**Text for analysis:**
######

Development of Novel HER2-Targeted Therapies Could Help Reshape Treatment for HER2+ Breast Cancer

Fam-trastuzumab deruxtecan-nxki (T-DXd; Enhertu) and other novel antibody-drug conjugates (ADCs) currently under development have represented key change in the treatment landscape for HER2-positive breast cancer, and other novel HER2-targeted therapies could also bring further change to the space, according to Kelly E. McCann, MD, PhD.

“We have to think about how can we optimize care by sequencing these therapies. There have been numerous clinical trials to go into that in more detail," McCann said in an interview with OncLive®.

In the interview, McCann, a breast medical oncologist and an assistant clinical professor of medicine at the University of California, Los Angeles Health David Geffen School of Medicine, discussed the evolving role of HER2-targeted therapies, the impact of ADCs on treatment, and emerging strategies for managing HER2-positive disease.

OncLive: How has the HER2-positive breast cancer treatment paradigm evolved in recent years?

######

**Data listing:**
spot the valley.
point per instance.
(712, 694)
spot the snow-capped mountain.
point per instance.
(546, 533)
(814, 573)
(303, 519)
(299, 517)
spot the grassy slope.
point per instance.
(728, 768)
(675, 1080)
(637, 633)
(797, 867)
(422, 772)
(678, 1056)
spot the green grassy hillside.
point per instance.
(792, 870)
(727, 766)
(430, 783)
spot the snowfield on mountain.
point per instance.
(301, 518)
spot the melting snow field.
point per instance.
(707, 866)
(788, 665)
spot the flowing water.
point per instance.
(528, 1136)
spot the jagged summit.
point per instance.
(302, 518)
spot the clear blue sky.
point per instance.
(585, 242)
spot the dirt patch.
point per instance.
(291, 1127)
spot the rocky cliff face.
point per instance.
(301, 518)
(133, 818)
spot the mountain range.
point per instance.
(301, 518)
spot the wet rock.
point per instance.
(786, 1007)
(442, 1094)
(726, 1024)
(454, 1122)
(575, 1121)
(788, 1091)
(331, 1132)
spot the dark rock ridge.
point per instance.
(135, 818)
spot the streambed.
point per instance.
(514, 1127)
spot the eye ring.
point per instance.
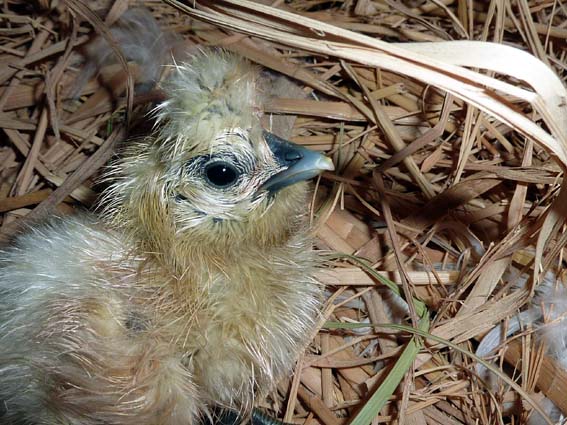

######

**Prompt 1:** From the article on HER2-targeted therapies, write out the part that opens with the words containing "Development of Novel" and closes with "McCann, MD, PhD.".
**Prompt 2:** Summarize the article on HER2-targeted therapies in two sentences.

**Task response 1:**
Development of Novel HER2-Targeted Therapies Could Help Reshape Treatment for HER2+ Breast Cancer

Fam-trastuzumab deruxtecan-nxki (T-DXd; Enhertu) and other novel antibody-drug conjugates (ADCs) currently under development have represented key change in the treatment landscape for HER2-positive breast cancer, and other novel HER2-targeted therapies could also bring further change to the space, according to Kelly E. McCann, MD, PhD.

**Task response 2:** Kelly E. McCann, MD, PhD, says that fam-trastuzumab deruxtecan-nxki and other novel antibody-drug conjugates under development have been a key change in treating HER2-positive breast cancer, and that other new HER2-targeted therapies could bring further change. In an interview with OncLive, McCann, a breast medical oncologist, discussed the evolving role of these therapies, the impact of antibody-drug conjugates and emerging strategies for managing HER2-positive disease, including how sequencing these therapies can optimize care.